Task instructions:
Pull out every line of the data below that contains the string "helmet", and copy each such line in full.

Supplied data:
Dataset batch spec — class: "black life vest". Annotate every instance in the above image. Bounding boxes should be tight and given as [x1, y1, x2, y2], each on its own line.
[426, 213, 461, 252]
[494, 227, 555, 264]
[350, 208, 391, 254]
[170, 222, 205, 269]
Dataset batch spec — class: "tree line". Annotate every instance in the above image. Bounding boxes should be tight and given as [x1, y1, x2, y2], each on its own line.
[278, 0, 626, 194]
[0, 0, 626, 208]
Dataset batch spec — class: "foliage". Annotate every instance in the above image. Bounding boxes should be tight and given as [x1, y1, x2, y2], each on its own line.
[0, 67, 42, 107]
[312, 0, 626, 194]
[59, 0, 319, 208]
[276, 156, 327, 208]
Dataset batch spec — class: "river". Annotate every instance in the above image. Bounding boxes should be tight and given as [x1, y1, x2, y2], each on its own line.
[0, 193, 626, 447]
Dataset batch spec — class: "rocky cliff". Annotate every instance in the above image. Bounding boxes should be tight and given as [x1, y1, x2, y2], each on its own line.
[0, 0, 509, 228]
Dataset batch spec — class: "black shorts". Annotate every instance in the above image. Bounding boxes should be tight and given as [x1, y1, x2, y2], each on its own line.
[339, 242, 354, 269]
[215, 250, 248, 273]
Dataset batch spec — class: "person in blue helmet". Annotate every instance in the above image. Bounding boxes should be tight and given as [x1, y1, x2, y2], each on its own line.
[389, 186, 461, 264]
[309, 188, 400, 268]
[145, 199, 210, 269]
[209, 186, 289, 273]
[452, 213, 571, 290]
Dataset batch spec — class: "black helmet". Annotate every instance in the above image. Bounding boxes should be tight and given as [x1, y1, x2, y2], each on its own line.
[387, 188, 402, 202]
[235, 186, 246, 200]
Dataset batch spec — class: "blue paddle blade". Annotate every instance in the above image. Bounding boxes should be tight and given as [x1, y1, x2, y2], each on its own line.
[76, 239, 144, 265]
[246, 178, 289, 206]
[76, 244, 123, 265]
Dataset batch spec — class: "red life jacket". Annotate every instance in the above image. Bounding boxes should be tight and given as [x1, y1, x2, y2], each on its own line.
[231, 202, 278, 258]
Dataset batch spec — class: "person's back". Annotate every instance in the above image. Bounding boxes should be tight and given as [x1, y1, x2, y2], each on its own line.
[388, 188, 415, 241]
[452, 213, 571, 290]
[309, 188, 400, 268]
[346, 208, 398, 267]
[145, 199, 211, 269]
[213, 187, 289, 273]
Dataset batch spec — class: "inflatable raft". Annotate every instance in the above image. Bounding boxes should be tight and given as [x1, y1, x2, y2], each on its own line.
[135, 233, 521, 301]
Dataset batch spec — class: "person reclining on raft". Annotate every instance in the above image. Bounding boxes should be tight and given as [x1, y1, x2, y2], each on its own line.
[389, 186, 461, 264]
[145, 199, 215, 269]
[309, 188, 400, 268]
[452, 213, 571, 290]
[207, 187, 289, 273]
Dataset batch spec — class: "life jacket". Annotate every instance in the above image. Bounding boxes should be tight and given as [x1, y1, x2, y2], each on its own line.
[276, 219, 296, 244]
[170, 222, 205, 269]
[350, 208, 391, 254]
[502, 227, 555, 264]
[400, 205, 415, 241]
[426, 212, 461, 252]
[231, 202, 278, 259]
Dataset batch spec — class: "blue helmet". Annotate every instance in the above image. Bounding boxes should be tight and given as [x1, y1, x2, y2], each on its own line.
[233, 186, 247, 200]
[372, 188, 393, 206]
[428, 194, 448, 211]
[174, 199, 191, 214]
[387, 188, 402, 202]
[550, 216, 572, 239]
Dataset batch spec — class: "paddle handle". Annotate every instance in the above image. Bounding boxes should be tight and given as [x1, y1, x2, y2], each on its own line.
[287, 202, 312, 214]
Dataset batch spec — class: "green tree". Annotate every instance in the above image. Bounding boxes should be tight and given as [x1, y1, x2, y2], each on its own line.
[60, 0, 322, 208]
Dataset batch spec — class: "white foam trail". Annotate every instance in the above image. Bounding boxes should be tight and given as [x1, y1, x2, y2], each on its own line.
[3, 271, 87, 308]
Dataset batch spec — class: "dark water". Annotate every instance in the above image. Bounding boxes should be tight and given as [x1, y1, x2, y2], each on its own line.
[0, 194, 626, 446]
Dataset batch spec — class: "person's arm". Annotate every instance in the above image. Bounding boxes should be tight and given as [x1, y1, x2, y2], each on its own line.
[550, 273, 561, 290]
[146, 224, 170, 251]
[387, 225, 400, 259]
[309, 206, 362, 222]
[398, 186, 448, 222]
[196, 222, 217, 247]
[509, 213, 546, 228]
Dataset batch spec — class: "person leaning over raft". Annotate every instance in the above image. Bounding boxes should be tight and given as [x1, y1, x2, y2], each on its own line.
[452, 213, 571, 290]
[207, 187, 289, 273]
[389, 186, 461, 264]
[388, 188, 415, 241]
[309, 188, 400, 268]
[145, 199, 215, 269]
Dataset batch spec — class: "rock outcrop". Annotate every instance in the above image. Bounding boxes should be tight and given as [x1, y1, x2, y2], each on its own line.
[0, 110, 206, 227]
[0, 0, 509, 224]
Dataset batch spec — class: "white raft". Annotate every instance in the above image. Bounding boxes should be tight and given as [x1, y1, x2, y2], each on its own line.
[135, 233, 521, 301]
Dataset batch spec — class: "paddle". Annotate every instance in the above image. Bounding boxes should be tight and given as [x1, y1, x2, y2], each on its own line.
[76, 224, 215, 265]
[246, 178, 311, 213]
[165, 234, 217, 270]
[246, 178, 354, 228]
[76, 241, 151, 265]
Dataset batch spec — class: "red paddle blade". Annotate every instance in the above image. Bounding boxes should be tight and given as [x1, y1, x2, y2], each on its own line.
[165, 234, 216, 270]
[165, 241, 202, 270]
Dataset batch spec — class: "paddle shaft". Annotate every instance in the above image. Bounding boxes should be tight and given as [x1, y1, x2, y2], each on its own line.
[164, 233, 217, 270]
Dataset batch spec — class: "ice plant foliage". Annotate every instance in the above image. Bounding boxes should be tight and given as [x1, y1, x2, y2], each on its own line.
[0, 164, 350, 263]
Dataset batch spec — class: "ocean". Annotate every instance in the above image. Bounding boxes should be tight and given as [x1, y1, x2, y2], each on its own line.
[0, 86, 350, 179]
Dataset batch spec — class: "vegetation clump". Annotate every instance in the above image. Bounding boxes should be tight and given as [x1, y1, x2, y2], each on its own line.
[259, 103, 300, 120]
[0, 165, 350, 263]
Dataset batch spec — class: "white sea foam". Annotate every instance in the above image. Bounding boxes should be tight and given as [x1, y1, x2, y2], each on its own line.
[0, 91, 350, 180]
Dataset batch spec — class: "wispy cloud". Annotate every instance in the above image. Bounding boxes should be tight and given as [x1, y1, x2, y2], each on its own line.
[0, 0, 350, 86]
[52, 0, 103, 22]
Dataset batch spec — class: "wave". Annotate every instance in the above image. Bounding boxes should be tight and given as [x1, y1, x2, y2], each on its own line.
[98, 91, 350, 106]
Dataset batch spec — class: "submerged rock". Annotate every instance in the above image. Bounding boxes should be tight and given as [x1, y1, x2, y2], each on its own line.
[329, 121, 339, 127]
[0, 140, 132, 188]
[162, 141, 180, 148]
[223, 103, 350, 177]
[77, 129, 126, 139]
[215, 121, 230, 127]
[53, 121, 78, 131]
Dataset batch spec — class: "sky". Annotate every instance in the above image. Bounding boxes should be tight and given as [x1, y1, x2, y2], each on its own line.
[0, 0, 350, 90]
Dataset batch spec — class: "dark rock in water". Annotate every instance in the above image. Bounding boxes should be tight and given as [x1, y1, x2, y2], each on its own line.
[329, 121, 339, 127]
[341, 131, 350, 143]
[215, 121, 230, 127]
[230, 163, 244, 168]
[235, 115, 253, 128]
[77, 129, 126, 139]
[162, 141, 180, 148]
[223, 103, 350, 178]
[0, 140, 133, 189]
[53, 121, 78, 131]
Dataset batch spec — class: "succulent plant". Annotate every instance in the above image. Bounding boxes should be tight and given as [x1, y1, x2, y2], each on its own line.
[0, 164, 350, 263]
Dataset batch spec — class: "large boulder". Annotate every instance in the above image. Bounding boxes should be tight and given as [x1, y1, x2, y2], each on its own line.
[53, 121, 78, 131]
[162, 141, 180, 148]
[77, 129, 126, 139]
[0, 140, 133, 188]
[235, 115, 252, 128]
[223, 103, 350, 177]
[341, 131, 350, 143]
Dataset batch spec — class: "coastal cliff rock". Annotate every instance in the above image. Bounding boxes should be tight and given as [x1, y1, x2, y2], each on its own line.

Final result:
Dataset batch spec — class: "person in blue helmet". Annotate every instance in the above image. Bounding boxes should be tight and given as [x1, y1, x2, y2], each on its own line.
Dataset batch spec — class: "black helmet". Annotate every instance in the above image. Bounding boxes should be tight and given as [x1, y1, x2, y2], each on its own line.
Dataset batch spec — class: "blue helmet". Annotate every instance in the above image. Bounding boxes should be tight and given as [x1, y1, x2, y2], each on its own line.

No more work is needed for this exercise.